== Exercise directions ==
Provide only the number of lines in the data below that contain the word "trousers".

(Entries taken from a collection)
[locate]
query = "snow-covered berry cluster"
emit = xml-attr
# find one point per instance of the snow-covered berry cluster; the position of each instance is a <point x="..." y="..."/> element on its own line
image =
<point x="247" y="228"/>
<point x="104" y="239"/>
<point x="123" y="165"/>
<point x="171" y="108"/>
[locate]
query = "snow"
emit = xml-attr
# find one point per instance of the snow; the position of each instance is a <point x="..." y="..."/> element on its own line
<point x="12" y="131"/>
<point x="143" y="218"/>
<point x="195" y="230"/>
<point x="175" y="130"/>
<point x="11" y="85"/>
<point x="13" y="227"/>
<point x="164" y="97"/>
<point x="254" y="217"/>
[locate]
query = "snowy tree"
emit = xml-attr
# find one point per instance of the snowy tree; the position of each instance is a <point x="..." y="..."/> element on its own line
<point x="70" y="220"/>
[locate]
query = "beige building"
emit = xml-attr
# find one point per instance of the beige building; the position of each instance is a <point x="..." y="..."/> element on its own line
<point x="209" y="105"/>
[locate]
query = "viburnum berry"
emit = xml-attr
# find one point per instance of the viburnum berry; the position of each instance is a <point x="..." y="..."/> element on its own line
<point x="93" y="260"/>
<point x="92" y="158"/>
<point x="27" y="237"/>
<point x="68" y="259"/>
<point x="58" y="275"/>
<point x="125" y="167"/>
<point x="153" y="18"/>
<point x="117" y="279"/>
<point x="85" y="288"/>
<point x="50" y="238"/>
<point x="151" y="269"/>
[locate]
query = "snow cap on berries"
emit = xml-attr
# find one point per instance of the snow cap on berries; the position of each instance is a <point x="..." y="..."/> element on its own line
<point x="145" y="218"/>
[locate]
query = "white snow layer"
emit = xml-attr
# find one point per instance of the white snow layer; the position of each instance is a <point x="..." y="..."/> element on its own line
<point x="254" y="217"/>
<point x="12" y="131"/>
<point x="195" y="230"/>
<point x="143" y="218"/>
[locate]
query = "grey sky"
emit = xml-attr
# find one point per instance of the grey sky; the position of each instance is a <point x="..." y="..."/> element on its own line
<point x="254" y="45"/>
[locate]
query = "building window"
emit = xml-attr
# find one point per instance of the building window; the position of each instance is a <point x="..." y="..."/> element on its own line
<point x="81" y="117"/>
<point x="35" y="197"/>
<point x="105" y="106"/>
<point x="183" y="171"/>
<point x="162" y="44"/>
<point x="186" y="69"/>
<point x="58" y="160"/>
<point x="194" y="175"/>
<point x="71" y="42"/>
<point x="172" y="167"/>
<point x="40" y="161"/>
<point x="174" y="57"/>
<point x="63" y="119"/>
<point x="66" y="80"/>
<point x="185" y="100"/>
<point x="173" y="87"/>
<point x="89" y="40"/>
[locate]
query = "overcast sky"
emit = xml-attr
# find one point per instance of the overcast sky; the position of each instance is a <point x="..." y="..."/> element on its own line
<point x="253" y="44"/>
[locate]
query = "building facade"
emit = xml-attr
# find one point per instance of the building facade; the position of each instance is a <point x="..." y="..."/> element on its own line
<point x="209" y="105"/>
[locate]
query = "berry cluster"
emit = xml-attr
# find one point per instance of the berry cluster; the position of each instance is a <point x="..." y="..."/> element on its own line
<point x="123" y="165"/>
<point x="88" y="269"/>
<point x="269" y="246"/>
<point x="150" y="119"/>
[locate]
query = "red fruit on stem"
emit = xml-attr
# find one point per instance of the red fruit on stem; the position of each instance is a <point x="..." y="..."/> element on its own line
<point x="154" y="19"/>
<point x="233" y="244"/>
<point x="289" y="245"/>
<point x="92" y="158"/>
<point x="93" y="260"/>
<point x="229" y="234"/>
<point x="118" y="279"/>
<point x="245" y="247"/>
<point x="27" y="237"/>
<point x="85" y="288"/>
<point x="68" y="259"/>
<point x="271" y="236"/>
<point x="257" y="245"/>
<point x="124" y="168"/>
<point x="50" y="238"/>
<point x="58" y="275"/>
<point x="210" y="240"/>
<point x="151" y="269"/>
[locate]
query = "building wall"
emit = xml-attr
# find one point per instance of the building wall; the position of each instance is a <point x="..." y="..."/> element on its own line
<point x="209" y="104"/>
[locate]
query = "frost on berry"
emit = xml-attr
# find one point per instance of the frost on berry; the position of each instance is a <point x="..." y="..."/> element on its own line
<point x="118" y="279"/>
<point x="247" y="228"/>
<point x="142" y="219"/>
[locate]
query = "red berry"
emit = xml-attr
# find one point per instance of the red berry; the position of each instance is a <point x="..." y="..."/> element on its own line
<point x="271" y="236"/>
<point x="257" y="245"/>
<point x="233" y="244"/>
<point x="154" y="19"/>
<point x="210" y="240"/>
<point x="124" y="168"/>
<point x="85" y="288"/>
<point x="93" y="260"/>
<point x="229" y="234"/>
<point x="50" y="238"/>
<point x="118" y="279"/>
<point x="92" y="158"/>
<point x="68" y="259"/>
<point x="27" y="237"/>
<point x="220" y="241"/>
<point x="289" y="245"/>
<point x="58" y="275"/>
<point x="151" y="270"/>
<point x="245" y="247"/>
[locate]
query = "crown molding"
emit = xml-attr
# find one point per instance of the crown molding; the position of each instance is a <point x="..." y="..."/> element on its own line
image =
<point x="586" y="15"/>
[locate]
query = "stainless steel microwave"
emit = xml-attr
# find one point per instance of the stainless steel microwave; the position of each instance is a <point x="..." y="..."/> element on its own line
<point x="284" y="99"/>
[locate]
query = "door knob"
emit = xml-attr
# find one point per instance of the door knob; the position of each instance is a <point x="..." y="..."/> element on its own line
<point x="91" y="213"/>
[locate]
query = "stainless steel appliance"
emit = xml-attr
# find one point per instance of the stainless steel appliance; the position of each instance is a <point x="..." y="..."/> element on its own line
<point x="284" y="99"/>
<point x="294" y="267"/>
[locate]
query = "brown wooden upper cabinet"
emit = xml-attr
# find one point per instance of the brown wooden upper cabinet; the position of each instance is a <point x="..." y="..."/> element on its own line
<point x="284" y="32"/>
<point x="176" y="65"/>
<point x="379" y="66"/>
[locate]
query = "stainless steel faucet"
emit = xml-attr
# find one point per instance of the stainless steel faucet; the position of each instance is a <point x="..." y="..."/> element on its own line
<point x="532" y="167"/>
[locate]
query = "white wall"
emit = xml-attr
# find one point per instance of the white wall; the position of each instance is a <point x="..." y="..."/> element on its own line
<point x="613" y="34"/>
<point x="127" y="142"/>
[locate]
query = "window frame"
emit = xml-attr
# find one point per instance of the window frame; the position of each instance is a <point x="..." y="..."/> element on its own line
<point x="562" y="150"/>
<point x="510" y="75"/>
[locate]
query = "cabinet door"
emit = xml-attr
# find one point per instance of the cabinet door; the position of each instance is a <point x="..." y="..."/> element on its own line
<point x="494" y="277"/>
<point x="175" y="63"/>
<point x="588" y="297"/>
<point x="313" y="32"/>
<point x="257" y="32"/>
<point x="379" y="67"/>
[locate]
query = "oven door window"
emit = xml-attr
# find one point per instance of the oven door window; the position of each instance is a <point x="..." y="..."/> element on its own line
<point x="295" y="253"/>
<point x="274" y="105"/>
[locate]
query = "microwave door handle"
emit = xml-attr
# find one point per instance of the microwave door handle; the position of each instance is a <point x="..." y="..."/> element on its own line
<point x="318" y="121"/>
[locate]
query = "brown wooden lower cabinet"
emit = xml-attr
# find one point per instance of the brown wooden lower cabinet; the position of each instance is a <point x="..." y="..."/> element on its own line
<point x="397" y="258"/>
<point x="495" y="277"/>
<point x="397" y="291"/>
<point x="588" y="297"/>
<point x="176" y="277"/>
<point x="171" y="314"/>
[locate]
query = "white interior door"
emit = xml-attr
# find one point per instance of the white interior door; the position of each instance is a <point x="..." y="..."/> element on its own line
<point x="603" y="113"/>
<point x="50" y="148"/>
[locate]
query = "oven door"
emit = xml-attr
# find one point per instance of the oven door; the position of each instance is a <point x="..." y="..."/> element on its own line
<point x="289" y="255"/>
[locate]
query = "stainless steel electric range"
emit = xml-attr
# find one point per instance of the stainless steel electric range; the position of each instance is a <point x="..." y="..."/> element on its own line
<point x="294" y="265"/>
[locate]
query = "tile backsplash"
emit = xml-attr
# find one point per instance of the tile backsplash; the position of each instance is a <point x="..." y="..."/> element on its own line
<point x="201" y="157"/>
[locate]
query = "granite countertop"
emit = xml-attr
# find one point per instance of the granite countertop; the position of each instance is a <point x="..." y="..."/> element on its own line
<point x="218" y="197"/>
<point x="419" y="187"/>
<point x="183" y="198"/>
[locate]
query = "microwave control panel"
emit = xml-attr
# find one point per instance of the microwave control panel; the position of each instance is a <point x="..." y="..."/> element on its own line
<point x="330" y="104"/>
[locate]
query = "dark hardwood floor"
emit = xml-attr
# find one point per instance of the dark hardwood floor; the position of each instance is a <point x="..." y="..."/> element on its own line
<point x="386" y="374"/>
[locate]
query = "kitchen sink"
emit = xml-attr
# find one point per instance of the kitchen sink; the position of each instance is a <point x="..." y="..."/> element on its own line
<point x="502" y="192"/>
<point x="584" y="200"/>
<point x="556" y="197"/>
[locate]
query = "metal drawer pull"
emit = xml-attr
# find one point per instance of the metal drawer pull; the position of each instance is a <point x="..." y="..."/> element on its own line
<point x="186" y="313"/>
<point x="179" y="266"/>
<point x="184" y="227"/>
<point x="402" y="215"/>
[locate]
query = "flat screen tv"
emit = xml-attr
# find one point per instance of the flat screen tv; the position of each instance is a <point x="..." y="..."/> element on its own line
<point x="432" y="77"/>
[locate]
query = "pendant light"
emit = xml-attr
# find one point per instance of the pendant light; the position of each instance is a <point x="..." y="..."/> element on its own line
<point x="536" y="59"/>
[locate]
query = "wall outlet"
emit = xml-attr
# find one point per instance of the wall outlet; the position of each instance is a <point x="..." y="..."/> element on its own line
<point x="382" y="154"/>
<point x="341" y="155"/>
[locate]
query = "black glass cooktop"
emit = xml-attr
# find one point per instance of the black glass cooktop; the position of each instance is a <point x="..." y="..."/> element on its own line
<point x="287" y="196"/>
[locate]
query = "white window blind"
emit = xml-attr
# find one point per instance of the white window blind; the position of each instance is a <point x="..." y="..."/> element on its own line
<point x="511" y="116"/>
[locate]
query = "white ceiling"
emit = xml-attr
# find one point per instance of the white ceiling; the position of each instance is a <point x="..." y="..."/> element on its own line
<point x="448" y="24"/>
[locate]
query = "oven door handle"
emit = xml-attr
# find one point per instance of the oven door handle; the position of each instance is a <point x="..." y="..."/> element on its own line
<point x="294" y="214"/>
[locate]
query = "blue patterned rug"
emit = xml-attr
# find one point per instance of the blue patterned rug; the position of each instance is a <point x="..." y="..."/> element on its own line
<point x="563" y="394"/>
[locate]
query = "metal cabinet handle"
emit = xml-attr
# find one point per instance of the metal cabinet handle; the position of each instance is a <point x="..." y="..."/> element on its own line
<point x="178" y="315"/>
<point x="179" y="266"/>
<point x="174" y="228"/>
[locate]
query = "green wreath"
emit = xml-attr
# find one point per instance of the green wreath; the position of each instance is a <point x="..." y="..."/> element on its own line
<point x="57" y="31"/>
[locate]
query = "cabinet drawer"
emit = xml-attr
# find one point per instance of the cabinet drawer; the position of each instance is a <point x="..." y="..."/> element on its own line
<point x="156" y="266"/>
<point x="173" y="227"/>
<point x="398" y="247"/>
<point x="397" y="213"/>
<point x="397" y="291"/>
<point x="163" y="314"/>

--

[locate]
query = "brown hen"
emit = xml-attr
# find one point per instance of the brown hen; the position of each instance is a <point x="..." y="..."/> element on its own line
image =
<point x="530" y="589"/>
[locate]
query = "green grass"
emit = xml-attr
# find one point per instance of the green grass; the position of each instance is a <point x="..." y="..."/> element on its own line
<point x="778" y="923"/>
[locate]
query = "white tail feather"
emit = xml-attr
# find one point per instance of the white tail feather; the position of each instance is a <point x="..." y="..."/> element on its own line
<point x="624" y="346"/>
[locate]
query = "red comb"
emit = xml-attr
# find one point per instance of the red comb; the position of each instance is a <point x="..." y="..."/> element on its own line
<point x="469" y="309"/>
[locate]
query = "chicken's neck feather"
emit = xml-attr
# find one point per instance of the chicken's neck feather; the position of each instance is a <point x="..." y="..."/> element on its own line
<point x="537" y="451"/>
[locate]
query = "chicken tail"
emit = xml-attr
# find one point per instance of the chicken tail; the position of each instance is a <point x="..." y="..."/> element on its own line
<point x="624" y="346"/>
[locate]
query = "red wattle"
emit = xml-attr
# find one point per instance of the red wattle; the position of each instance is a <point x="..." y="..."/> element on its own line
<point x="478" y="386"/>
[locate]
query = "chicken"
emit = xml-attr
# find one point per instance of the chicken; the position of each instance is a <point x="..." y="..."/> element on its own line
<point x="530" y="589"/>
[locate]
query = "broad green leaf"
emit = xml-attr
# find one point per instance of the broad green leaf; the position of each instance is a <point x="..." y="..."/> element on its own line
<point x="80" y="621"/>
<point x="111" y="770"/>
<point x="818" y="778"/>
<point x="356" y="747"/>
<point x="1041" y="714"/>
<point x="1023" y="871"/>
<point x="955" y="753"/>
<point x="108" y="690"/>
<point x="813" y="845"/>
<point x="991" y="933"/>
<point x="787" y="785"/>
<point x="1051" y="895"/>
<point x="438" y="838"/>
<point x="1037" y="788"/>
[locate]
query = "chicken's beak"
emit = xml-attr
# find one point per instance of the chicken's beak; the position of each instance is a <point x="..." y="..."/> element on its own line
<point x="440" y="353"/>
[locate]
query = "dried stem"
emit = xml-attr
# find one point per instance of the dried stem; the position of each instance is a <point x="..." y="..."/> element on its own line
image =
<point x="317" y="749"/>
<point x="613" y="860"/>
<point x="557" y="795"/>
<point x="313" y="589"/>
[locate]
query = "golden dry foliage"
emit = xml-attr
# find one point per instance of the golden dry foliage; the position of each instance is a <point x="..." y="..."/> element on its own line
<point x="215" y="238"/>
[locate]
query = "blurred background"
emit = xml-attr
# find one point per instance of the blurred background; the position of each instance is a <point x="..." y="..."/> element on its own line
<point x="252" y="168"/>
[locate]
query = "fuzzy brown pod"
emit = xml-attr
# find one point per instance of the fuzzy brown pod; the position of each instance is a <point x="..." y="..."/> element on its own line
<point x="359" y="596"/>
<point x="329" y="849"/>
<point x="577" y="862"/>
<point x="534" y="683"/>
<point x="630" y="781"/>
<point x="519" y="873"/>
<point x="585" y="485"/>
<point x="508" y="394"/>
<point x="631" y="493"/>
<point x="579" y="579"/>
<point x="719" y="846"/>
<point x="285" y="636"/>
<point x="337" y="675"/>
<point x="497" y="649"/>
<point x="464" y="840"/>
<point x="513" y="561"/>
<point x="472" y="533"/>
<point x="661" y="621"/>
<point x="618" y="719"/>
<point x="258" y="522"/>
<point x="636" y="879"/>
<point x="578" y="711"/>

* * *

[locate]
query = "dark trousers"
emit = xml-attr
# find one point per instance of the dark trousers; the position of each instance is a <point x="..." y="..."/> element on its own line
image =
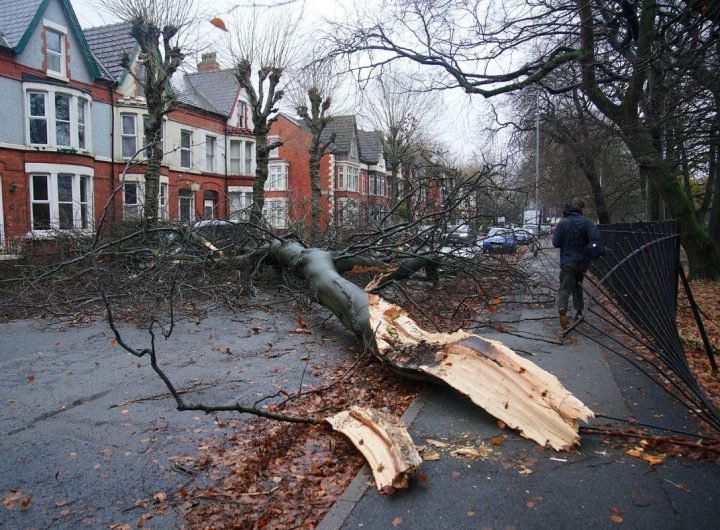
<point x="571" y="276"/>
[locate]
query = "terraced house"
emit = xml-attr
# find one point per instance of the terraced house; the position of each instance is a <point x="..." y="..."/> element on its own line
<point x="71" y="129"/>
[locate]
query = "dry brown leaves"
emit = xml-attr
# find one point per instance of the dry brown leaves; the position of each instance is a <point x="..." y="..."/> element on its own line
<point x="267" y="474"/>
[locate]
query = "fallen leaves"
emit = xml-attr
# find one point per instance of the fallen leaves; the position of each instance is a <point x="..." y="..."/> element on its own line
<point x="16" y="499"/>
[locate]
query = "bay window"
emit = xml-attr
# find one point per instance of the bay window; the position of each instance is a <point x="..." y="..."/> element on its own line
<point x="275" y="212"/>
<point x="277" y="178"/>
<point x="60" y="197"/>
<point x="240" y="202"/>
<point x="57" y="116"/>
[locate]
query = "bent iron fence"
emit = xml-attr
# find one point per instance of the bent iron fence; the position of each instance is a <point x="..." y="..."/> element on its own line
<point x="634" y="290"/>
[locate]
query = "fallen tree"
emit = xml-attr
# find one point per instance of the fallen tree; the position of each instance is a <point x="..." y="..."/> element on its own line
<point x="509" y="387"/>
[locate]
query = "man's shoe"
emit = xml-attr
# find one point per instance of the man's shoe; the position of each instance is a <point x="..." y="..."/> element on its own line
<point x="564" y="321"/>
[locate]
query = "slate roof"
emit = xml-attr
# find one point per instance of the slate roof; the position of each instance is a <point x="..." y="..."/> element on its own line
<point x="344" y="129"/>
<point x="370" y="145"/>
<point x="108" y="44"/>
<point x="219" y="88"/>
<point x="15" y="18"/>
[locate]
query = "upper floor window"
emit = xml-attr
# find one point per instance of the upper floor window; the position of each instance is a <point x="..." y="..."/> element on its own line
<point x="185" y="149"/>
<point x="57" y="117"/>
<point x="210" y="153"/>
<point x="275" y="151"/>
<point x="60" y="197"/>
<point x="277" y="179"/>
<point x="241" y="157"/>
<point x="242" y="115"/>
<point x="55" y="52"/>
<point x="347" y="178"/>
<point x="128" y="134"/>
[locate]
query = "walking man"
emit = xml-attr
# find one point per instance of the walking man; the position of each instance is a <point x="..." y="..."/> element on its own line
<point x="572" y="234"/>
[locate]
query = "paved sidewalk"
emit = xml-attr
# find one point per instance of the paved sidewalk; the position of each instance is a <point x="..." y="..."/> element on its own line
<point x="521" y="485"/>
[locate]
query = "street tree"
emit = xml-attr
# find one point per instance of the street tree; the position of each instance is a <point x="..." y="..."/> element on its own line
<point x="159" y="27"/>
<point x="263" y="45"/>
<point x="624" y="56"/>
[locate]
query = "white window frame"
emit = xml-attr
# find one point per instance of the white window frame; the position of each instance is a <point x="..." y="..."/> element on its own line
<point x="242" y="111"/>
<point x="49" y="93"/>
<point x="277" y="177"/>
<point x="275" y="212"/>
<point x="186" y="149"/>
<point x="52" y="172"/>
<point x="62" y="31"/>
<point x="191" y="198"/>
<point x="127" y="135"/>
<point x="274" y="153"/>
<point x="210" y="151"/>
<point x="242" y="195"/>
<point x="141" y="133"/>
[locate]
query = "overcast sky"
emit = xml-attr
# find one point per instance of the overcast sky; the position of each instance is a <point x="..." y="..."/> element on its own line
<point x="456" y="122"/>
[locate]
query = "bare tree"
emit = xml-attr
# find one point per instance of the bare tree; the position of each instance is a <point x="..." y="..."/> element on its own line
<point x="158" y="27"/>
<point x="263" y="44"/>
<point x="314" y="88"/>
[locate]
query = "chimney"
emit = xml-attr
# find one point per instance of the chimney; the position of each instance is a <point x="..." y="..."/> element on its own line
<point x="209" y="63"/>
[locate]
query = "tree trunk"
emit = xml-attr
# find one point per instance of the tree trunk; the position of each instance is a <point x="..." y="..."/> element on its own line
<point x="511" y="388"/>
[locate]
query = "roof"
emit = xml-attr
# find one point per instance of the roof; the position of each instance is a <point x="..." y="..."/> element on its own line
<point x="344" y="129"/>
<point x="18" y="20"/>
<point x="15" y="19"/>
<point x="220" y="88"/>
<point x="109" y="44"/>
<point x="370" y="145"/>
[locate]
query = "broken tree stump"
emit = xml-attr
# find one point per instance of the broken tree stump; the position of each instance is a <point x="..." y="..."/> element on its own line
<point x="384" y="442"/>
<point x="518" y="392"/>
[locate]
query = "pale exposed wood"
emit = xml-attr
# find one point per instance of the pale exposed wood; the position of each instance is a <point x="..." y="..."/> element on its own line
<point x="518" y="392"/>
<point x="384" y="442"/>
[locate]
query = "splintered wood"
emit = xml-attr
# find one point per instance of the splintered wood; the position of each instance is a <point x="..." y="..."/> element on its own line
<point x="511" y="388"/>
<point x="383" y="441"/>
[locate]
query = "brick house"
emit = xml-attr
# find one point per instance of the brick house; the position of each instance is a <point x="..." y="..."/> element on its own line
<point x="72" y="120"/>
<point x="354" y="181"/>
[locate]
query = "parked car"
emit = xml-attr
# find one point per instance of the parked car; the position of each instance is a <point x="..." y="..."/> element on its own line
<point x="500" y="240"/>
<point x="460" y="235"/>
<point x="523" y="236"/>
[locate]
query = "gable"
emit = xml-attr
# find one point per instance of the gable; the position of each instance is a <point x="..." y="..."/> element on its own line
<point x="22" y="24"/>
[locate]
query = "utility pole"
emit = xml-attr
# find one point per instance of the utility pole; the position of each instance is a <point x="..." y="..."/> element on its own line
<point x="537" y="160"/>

== Response box ==
2